EXTRAIT CITÉ:
<<<<

Je connais la maison des Harlove comme la mienne ; la demeure de mon père ne m’est pas plus familière que celle de Grandisson. Je me suis fait une image des personnages que l’auteur a mis en scène ; leurs physionomies sont là : je les reconnais dans les rues, dans les places publiques, dans les maisons ; elles m’inspirent du penchant ou de l’aversion. Un des avantages de son travail, c’est qu’ayant embrassé un champ immense, il subsiste sans cesse sous mes yeux quelque portion de son tableau. Il est rare que j’aie trouvé six personnes rassemblées, sans leur attacher quelques-uns de ses noms. Il m’adresse aux honnêtes gens, il m’écarte des méchants ; il m’a appris à les reconnaître à des signes prompts et délicats. Il me guide quelquefois, sans que je m’en aperçoive.

>>>>

DONNÉES EXTRAITES:

<<<<

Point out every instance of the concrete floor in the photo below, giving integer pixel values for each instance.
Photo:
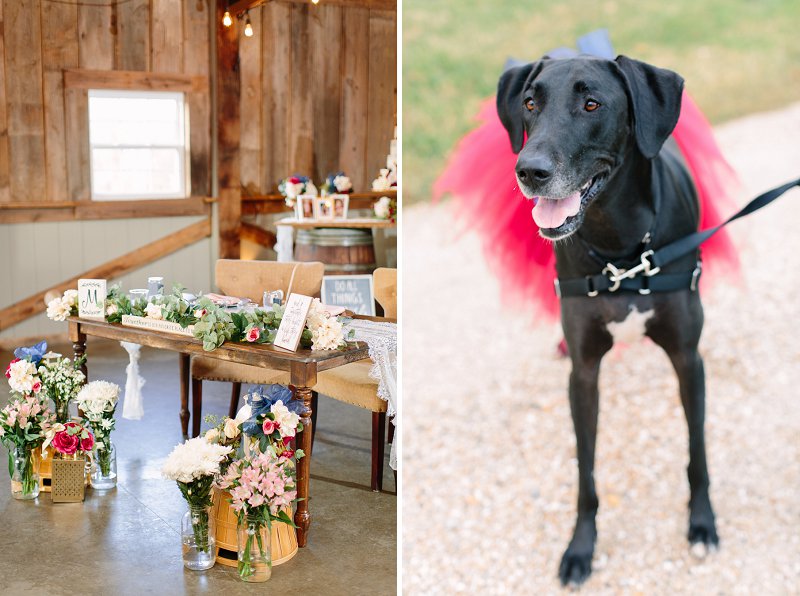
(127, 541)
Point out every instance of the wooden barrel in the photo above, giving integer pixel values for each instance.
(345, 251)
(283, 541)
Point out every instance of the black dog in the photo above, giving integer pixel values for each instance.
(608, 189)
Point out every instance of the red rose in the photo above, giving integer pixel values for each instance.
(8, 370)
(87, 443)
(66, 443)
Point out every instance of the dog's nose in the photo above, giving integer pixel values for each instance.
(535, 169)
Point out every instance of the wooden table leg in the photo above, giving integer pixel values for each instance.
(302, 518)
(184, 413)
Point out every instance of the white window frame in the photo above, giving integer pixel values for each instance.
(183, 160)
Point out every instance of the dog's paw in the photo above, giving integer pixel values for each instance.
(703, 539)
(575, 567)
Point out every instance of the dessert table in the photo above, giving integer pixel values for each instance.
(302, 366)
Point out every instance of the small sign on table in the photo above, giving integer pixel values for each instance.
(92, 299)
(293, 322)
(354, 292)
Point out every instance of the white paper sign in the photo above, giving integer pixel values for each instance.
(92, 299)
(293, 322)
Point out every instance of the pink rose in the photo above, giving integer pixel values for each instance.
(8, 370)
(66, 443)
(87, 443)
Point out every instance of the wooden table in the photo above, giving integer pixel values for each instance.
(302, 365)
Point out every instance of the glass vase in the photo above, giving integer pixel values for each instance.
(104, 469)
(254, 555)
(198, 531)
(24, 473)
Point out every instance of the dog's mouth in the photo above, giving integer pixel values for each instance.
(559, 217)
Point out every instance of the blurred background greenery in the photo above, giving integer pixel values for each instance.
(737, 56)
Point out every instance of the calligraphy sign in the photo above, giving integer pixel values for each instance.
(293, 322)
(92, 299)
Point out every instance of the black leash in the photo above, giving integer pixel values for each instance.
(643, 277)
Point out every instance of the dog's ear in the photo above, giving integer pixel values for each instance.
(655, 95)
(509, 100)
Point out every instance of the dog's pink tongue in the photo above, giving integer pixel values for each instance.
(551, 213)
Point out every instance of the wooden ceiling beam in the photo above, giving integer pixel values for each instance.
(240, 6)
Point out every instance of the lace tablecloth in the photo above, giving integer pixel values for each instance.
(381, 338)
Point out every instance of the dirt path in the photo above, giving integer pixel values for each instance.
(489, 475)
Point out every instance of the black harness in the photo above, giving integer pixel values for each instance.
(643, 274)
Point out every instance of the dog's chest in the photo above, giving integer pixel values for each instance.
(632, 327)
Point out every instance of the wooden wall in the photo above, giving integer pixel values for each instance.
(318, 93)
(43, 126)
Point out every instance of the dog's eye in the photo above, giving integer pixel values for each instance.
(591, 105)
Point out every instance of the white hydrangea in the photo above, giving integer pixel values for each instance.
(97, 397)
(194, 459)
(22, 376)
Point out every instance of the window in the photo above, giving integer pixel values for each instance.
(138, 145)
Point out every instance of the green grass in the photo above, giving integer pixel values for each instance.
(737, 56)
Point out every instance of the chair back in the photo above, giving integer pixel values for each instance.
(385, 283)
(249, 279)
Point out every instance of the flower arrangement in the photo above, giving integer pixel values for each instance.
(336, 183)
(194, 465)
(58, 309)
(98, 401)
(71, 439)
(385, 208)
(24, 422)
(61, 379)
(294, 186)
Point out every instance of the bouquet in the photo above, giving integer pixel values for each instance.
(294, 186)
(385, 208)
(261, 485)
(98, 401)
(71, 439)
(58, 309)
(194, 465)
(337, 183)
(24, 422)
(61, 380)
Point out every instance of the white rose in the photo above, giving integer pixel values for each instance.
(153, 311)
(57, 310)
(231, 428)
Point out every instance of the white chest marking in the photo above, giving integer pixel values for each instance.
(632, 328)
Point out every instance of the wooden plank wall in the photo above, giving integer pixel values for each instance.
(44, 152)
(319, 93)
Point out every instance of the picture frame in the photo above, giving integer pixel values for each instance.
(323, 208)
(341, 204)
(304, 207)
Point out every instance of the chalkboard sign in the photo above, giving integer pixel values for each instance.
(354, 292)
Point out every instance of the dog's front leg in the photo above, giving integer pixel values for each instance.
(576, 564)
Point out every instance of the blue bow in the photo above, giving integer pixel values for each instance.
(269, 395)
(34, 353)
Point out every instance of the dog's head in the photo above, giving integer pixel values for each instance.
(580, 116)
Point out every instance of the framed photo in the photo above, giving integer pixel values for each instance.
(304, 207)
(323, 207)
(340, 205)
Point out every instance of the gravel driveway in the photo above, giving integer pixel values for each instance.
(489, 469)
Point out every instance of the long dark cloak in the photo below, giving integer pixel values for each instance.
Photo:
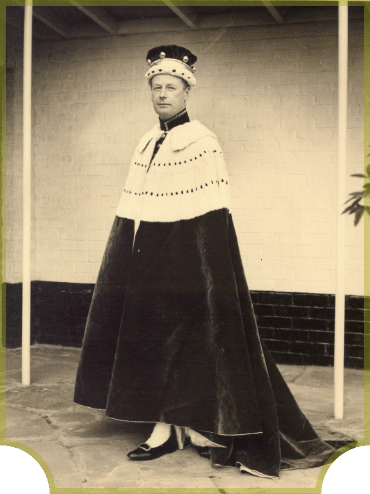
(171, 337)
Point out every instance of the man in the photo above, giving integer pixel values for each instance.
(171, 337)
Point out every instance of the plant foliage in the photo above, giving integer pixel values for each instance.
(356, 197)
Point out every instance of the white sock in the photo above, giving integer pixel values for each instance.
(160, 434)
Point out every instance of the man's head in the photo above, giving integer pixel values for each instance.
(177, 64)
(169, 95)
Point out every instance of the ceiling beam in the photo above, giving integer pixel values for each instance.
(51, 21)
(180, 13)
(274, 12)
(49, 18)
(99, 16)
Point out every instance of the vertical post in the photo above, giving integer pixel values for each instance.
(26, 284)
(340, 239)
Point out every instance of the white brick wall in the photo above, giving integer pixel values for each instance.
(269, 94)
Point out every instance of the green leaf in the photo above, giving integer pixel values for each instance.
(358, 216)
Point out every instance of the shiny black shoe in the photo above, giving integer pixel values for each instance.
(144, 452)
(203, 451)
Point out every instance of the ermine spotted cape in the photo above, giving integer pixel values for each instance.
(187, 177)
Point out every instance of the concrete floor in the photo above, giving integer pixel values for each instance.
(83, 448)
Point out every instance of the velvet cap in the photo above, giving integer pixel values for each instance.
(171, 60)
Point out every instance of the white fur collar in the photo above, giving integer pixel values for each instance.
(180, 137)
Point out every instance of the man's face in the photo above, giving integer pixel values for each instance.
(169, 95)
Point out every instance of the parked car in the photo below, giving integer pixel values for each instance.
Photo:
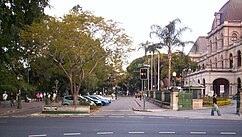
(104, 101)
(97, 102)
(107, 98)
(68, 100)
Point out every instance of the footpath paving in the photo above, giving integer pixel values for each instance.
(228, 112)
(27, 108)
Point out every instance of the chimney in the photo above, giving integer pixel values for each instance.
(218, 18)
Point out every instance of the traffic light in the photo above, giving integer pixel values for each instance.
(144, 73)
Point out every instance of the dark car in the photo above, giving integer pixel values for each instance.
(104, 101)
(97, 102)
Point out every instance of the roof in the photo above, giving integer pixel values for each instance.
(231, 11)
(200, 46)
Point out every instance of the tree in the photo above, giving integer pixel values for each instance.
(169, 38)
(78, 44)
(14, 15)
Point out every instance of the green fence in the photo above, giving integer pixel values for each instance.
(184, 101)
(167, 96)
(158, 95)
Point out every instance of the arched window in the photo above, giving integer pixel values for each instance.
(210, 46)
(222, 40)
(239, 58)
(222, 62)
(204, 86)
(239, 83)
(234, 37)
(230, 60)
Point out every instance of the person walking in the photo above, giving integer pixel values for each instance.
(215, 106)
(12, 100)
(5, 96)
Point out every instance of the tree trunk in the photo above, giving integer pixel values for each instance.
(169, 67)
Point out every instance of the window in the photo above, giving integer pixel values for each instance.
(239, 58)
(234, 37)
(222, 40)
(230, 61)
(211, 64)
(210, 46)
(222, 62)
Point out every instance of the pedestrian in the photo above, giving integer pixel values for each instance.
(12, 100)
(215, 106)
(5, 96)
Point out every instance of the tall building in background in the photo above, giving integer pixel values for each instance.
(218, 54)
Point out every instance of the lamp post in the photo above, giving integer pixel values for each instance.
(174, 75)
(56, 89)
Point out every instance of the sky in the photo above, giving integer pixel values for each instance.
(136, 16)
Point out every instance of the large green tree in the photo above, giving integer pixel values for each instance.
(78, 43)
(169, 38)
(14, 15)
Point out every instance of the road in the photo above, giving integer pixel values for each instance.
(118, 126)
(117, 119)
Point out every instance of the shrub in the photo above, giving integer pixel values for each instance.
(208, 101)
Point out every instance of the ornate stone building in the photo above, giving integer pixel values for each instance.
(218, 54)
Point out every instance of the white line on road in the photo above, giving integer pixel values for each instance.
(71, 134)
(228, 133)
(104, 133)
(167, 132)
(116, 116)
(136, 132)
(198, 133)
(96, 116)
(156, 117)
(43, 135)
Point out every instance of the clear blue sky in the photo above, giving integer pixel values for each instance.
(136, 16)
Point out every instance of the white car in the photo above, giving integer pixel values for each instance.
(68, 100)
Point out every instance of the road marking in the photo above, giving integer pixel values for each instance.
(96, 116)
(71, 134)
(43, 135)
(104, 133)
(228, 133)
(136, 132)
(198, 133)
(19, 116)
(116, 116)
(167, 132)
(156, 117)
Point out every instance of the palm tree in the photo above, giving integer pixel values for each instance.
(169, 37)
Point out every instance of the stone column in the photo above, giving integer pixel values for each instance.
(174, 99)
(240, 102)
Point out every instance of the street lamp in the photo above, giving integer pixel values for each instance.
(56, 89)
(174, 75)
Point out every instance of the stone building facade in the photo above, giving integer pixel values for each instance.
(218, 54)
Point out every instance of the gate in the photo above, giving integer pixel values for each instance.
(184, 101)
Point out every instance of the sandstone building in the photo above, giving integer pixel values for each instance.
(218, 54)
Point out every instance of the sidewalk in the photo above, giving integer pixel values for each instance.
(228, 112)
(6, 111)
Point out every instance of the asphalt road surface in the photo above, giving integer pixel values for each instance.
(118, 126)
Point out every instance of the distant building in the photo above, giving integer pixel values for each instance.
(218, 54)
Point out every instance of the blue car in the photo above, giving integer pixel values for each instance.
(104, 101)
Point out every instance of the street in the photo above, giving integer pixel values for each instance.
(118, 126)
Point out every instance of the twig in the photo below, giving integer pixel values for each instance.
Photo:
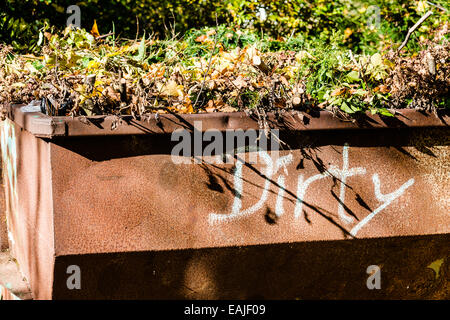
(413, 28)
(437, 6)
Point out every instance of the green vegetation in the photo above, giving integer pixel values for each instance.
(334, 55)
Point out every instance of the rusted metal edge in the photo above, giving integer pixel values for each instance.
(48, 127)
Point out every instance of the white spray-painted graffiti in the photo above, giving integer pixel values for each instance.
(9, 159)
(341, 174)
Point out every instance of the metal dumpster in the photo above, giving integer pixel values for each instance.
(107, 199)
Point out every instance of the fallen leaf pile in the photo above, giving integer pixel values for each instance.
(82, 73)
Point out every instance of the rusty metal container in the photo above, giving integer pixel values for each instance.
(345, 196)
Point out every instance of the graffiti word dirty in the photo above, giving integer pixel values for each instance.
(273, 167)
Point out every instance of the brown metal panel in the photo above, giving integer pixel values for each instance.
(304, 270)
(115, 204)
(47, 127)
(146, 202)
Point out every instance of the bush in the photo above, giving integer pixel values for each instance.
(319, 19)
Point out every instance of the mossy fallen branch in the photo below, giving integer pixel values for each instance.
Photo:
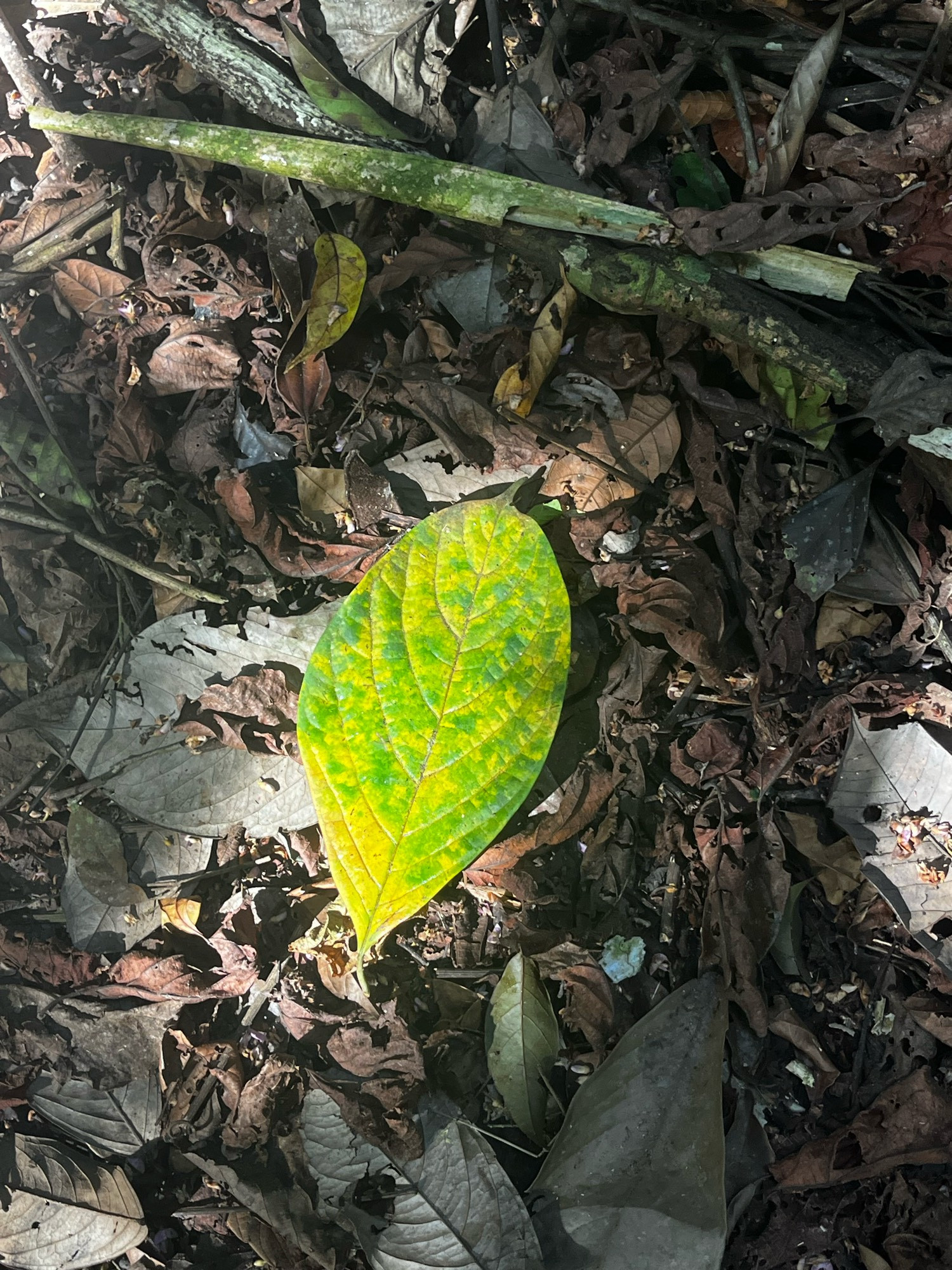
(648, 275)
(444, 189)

>>>>

TRAVAIL DEMANDÉ:
Transcrivez sans rien changer la partie de l'extrait cité qui s'ouvre sur les mots "Je connais la" et se ferme sur "je m’en aperçoive.".

RÉSULTAT FINAL:
Je connais la maison des Harlove comme la mienne ; la demeure de mon père ne m’est pas plus familière que celle de Grandisson. Je me suis fait une image des personnages que l’auteur a mis en scène ; leurs physionomies sont là : je les reconnais dans les rues, dans les places publiques, dans les maisons ; elles m’inspirent du penchant ou de l’aversion. Un des avantages de son travail, c’est qu’ayant embrassé un champ immense, il subsiste sans cesse sous mes yeux quelque portion de son tableau. Il est rare que j’aie trouvé six personnes rassemblées, sans leur attacher quelques-uns de ses noms. Il m’adresse aux honnêtes gens, il m’écarte des méchants ; il m’a appris à les reconnaître à des signes prompts et délicats. Il me guide quelquefois, sans que je m’en aperçoive.